**WRITTEN PROBLEM:** Set down exactly, and only, the lines from the one with "TARGET = kitchen counter" to the final line of the entries, both included.
[start SUPPLIED INFORMATION]
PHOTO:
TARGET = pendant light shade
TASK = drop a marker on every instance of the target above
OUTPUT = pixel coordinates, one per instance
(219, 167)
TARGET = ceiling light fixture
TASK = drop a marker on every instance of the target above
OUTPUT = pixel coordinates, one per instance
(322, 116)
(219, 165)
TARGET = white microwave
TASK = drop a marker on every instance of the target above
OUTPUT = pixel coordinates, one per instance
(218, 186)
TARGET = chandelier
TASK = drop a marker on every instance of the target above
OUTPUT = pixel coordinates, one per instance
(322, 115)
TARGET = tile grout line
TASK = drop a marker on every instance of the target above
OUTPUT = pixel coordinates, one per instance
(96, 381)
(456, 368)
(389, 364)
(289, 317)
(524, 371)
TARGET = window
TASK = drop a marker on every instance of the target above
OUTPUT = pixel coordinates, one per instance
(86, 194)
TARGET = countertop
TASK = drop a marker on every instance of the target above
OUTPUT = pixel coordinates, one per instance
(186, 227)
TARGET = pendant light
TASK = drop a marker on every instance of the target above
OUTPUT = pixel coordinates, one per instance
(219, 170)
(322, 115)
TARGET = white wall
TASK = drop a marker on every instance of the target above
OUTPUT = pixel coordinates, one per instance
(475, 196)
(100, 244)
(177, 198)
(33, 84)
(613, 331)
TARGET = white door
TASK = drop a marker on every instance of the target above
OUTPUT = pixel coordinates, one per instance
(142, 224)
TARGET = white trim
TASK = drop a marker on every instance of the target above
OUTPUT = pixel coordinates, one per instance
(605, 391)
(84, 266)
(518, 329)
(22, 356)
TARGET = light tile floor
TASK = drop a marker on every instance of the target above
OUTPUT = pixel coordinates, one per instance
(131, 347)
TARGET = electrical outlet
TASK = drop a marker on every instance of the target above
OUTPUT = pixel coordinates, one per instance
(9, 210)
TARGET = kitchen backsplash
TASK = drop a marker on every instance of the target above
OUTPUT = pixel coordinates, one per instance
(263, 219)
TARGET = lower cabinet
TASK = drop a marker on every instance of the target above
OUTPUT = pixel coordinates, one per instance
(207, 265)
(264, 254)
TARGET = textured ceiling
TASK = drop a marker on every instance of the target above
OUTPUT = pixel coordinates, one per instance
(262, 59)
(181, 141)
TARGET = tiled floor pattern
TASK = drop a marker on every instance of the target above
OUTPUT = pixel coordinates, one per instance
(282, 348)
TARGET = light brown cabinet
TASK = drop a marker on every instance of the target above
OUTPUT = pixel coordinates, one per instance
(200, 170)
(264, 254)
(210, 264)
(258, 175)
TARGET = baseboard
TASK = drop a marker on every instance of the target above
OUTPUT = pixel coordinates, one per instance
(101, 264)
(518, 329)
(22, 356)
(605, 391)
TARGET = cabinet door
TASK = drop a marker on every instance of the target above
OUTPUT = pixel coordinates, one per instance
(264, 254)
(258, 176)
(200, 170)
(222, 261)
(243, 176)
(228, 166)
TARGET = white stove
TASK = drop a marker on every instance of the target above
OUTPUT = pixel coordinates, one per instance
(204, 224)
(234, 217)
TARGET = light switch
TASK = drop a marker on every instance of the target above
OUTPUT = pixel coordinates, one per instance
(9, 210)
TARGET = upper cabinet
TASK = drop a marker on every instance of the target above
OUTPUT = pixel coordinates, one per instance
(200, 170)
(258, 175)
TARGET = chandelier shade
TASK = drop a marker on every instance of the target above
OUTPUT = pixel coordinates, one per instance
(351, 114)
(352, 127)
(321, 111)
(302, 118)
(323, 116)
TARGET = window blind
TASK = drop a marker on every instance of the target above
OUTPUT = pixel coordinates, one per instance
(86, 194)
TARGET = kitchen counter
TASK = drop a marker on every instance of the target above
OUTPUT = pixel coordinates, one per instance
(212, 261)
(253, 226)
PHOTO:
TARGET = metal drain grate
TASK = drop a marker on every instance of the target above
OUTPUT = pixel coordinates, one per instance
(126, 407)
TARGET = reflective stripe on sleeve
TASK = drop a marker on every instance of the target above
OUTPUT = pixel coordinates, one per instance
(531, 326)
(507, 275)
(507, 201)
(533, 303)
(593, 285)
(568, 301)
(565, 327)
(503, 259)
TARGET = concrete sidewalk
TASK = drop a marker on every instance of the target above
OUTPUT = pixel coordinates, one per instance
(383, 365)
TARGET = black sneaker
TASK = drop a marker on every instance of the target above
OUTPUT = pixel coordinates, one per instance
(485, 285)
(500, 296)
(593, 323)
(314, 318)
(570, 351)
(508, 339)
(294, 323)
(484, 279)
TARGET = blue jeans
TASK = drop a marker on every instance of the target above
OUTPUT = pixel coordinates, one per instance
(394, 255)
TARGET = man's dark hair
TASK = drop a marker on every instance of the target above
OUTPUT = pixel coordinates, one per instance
[end SUPPLIED INFORMATION]
**TASK ANSWER:**
TARGET = kitchen counter
TASK = drop a marker on every instance of the target above
OUTPUT = pixel coordinates, one per instance
(212, 261)
(253, 226)
PHOTO:
TARGET = metal drain grate
TASK = drop a marker on every instance of the target above
OUTPUT = pixel coordinates, one per instance
(126, 407)
TARGET = reflective stripe on sleeve
TASK = drop a marker on every instance of the target above
OUTPUT = pixel coordinates, one per instance
(531, 326)
(507, 275)
(507, 201)
(533, 303)
(593, 285)
(568, 301)
(565, 327)
(503, 259)
TARGET = concrete sidewalk
TASK = drop a marker on every instance of the target above
OUTPUT = pixel coordinates, one per instance
(383, 365)
TARGET = black sneaker
TASK = drop a marker on every instance of the target above
OUTPUT = pixel coordinates, one per instance
(485, 285)
(500, 296)
(593, 323)
(314, 318)
(570, 351)
(508, 339)
(294, 323)
(484, 279)
TARGET = blue jeans
TASK = drop a marker on every instance of the target above
OUTPUT = pixel coordinates, one per instance
(394, 255)
TARGET = man's dark hair
TASK = drop a marker on every instance of the target above
OUTPUT = pixel coordinates, one per instance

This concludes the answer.